▶ Text provided:
Albert Barnes Commentary


Albert Barnes Commentary
"If I have said to corruption, Thou art my father; To the worm, [Thou art] my mother, and my sister;" — Job 17:14 (ASV)
I have said—Margin, cried, or called. The sense is, “I say,” or “I thus address the grave.”
To corruption—The word used here (שׁחת shachath) properly means a pit, or pitfall (Psalms 7:15; Psalms 9:15); a cistern, or a ditch (Job 9:31); or the sepulchre, or grave (Psalms 30:9; Job 33:18, 30).
The Septuagint renders it here by θανάτον thanaton—death. Jerome (Vulgate) renders it putredini dixi. According to Gesenius (Lexicon), the word never has the sense of corruption. Schultens, however, Rosenmuller, and others, understand it in the sense of corruption or putrefaction.
This interpretation certainly accords with the other hemistich and better constitutes a parallelism with the word ‘worm’ than the word ‘grave’ would. It seems probable that this is the sense here; and if the proper meaning of the word is a pit, or the grave, it here denotes the grave as containing a dead and mouldering body.
You are my father—“I am nearly allied to it. I have a relationship with it like that of a child to a father.” The idea seems to be that of family likeness, and the object is to present the most striking and impressive view of his sad and sorrowful condition. He was so diseased, so wretched, so full of sores and of corruption , that he might be said to be the child of one mouldering in the grave, and was kindred to a family in the tomb!
To the worm—The worm that feeds upon the dead. He belonged to that sad family where the body was putrefying, and where it was covered with worms (see the notes at Isaiah 14:11).
My mother—I am so nearly allied to the worms that the connection may be compared to that between a mother and her son.
And my sister—“The sister here is mentioned rather than the brother, because the noun rendered ‘worm’ in Hebrew is in the feminine gender,” according to Rosenmuller.
The sense of the whole is that Job felt he belonged to the grave. He was destined for corruption. He was soon to lie down with the dead. His acquaintances and kindred were there. So corrupt was his body, so afflicted and diseased, that he seemed to belong to the family of the putrefying and of those covered with worms!
What an impressive description, and yet how true it is of all! The most vigorous frame, the most beautiful and graceful form, the most brilliant complexion, has a near relationship to the worm and will soon belong to the mouldering family beneath the ground! Christian reader! Such are you; such am I. Well, let it be so.

▶ Required actions:
1. According to the commentary on Job 17:14, how does the Septuagint render the word translated "corruption"?
2. In the commentary on Job 17:14, rewrite everything from "I have said—Margin, cried, or" down to "corruption or putrefaction.", changing "Septuagint" to "Greek translation".
3. Write what comes next in the commentary on Job 17:14, starting after its final sentence.
The data that follows is separate material, unrelated to the commentary on Job 17:14.

▶ Information given:
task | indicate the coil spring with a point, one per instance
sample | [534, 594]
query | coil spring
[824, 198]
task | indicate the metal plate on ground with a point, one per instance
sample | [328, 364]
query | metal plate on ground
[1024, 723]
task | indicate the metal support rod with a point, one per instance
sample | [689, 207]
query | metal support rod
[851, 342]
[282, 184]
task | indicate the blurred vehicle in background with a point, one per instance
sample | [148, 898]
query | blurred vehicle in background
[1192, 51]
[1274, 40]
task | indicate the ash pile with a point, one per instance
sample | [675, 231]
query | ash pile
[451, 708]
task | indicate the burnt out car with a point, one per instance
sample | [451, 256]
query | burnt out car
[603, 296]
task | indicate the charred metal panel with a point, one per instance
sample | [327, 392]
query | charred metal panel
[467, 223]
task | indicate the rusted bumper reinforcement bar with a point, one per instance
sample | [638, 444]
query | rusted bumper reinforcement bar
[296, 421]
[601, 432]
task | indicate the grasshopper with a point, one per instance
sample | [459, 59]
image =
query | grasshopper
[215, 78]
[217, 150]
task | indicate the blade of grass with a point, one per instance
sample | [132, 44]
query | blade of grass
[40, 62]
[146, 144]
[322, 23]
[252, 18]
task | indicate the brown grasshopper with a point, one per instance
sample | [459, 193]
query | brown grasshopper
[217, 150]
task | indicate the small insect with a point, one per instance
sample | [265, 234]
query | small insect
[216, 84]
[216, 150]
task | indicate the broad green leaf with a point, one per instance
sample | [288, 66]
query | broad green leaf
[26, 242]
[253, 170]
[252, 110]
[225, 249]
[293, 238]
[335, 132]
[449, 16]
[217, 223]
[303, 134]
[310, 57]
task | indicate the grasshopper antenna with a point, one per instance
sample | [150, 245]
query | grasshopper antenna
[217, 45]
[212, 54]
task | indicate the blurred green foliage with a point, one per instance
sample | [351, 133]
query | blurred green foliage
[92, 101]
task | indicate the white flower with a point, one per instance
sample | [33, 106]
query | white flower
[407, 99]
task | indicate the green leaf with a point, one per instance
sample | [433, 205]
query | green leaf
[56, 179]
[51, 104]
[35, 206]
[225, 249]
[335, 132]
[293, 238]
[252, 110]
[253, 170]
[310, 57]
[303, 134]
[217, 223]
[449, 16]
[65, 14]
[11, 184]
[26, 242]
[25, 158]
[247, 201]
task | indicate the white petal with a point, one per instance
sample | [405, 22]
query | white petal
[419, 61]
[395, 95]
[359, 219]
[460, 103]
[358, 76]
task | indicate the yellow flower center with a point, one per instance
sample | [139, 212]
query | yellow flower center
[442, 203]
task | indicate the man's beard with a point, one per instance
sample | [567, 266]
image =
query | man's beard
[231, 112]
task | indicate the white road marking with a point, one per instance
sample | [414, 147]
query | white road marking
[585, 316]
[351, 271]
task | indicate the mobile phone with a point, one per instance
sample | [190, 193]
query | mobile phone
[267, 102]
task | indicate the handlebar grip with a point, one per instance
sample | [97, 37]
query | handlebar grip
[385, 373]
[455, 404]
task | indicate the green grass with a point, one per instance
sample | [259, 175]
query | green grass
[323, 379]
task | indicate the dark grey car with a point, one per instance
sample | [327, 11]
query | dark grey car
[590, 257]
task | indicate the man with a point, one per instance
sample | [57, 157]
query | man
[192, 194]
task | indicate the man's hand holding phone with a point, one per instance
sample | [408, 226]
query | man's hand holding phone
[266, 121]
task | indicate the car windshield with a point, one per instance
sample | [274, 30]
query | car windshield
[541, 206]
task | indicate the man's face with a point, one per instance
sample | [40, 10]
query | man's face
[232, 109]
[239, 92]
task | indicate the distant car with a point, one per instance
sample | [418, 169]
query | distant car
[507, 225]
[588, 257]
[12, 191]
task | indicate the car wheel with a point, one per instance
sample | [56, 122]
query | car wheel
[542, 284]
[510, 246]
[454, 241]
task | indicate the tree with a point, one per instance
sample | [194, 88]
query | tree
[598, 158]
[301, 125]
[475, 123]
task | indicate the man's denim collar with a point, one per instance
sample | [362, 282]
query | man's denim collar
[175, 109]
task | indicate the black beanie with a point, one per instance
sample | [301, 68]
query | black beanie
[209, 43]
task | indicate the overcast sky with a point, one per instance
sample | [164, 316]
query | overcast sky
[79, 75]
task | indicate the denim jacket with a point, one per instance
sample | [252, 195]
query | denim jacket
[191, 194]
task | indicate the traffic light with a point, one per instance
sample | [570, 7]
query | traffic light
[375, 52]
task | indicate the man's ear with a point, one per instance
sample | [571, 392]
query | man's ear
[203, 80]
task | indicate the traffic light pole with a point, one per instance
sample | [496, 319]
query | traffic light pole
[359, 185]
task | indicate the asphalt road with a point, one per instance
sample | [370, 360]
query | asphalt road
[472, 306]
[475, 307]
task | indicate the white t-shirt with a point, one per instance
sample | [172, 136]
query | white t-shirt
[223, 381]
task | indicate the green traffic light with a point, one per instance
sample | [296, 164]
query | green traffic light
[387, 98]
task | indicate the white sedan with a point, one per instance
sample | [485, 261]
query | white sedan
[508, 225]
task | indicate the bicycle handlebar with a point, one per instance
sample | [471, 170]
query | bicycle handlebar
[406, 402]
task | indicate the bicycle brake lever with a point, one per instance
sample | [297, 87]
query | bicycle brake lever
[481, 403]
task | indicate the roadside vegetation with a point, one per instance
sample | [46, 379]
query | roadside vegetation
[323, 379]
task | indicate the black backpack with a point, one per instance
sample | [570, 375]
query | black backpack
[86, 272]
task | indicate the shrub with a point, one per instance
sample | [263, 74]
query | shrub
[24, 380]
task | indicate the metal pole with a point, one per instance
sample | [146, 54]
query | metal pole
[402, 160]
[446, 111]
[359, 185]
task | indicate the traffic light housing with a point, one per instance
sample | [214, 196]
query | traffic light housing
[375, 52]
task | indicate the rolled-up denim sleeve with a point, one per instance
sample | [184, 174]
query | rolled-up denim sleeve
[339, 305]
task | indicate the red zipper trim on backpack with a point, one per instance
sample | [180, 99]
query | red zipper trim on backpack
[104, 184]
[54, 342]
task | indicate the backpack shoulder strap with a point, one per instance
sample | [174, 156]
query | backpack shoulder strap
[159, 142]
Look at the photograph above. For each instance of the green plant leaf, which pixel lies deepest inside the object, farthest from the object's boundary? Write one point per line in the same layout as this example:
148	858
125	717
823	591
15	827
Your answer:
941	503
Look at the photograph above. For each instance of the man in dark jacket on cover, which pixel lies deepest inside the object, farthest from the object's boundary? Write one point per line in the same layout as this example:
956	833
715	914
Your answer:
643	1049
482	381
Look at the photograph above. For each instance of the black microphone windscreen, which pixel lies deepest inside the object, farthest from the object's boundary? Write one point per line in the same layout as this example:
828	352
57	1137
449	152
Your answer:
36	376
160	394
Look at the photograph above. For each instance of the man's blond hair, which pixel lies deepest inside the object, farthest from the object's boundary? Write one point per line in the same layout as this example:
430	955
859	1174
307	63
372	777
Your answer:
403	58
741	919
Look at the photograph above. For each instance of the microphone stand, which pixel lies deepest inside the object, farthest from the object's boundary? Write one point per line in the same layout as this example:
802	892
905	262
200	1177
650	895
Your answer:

▶ Expected responses:
1. The Septuagint renders it by θανάτον (thanaton), meaning death.

2.
I have said—Margin, cried, or called. The sense is, “I say,” or “I thus address the grave.”
To corruption—The word used here (שׁחת shachath) properly means a pit, or pitfall (Psalms 7:15; Psalms 9:15); a cistern, or a ditch (Job 9:31); or the sepulchre, or grave (Psalms 30:9; Job 33:18, 30).
The Greek translation renders it here by θανάτον thanaton—death. Jerome (Vulgate) renders it putredini dixi. According to Gesenius (Lexicon), the word never has the sense of corruption. Schultens, however, Rosenmuller, and others, understand it in the sense of corruption or putrefaction.

3.
Let us not be discontented. Let the grave be our home; let the mouldering people there be our parents, and brothers, and sisters. Let our alliance be with the worms. There is a brighter scene beyond—a world where we shall be kindred with the angels, and ranked among the sons of God. In that world we shall be clothed with immortal youth, and shall know corruption no more. Then our eyes will shine with undiminished brilliance forever; our cheeks glow with immortal health; our hearts beat with the pulsations of eternal life.
Then our hands shall no longer be feeble, nor our knees totter with disease or age; and then the current of health and joy shall flow on through our veins forever and ever! Allied now to worms we are, but we are allied to the angels too; the grave is to be our home, but so also is heaven; the worm is our brother, but so also is the Son of God! Such is man; such are his prospects here, such his hopes and destiny in the world to come. He dies here, but he lives in glory and honor hereafter forever.
Shall man, O God of light and life,
Forever moulder in the grave?
Can You forget Your glorious work,
Your promise and Your power to save?
Shall life revisit dying worms,
And spread the joyful insect’s wing;
And O shall man awake no more,
To see Your face, Your name to sing?
Faith sees the bright, eternal doors,
Unfold to make a way for her children;
They shall be clothed with endless life,
And shine in everlasting day.
The trumpet shall sound, the dead shall wake,
From the cold tomb the slumberers spring;
Through heaven with joy these myriads rise,
And hail their Savior and their King.